:: Passage to read ::
■ ■ ■ ■

No randomised controlled trial (RCT) has been designed to evaluate specifically the role of BB in HFPEF. SENIORS enrolled more than 2,000 patients with HF, and one-third had LVEF >35%. In a pre-specified sub-analysis, nebivolol exerted a similar 20% reduction in the primary end point (all-cause mortality or cardiovascular hospitalisations) among patients with either HFREF or HFPEF, although the trial was not powered to show a statistically significant effect of nebivolol in different LVEF subgroups.43 Although higher heart rate is associated with an adverse outcome in both HFREF and HFPEF, there is very limited evidence that ivabradine is effective in improving either function or outcome. A moderately large study is underway.
Digoxin is an old drug that should receive more attention. In a randomised trial of 988 patients with clinical HFPEF in sinus rhythm, digoxin reduced the primary composite endpoint of hospitalisation or death due to HF at two years but, disappointingly, the effect was no longer apparent by the end of the study at 37 months.44
New treatments being developed for various forms of cardiac amyloidosis will require greater diagnostic efforts to identify appropriate patients.

■ ■ ■ ■

:: Supplied material ::
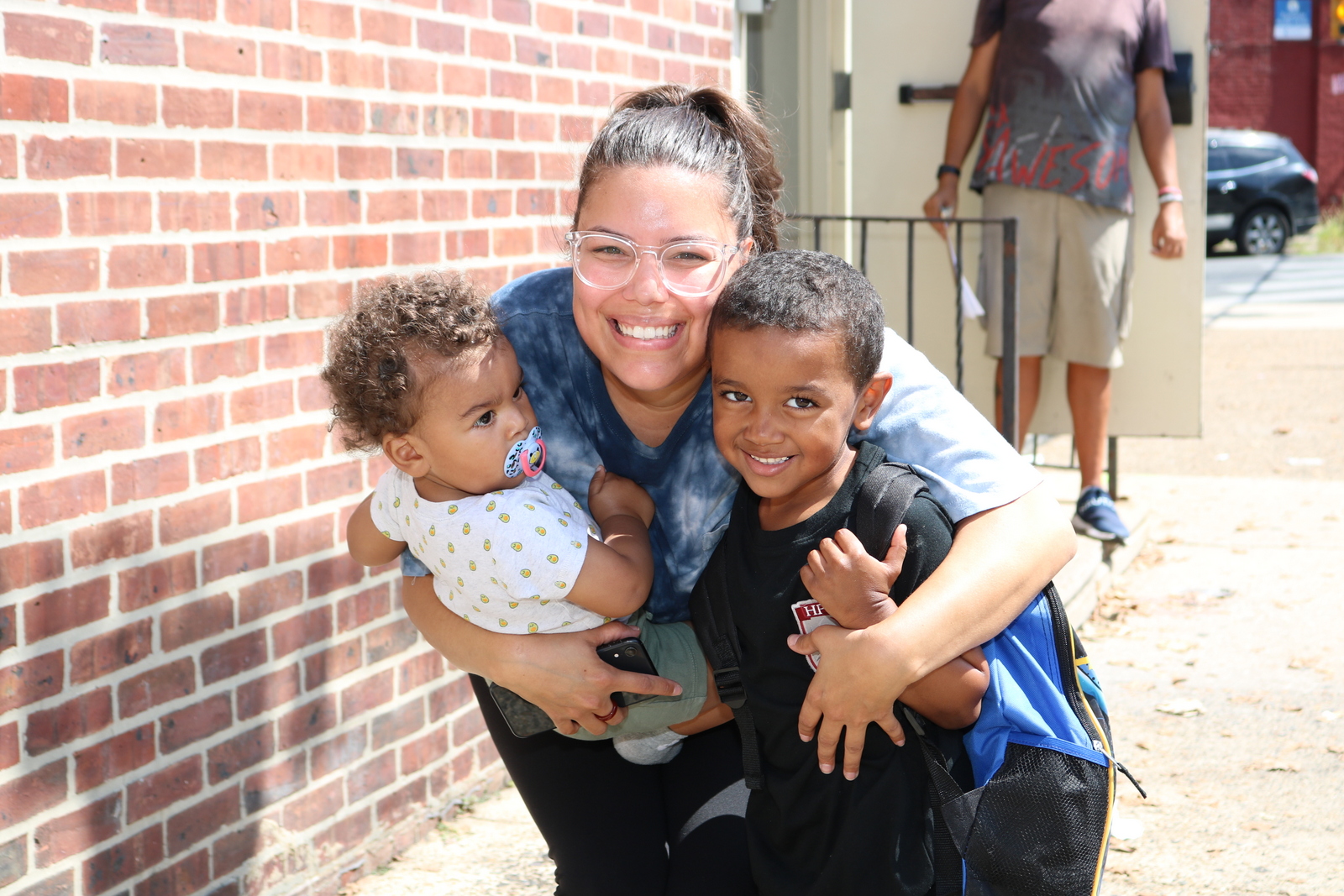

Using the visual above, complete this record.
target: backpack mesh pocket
[942,743,1111,896]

■ ■ ■ ■

:: What this task involves ::
Copy out, word for word, the full passage above on drug treatment in heart failure with preserved ejection fraction.

:: Exercise result ::
No randomised controlled trial (RCT) has been designed to evaluate specifically the role of BB in HFPEF. SENIORS enrolled more than 2,000 patients with HF, and one-third had LVEF >35%. In a pre-specified sub-analysis, nebivolol exerted a similar 20% reduction in the primary end point (all-cause mortality or cardiovascular hospitalisations) among patients with either HFREF or HFPEF, although the trial was not powered to show a statistically significant effect of nebivolol in different LVEF subgroups.43 Although higher heart rate is associated with an adverse outcome in both HFREF and HFPEF, there is very limited evidence that ivabradine is effective in improving either function or outcome. A moderately large study is underway.
Digoxin is an old drug that should receive more attention. In a randomised trial of 988 patients with clinical HFPEF in sinus rhythm, digoxin reduced the primary composite endpoint of hospitalisation or death due to HF at two years but, disappointingly, the effect was no longer apparent by the end of the study at 37 months.44
New treatments being developed for various forms of cardiac amyloidosis will require greater diagnostic efforts to identify appropriate patients.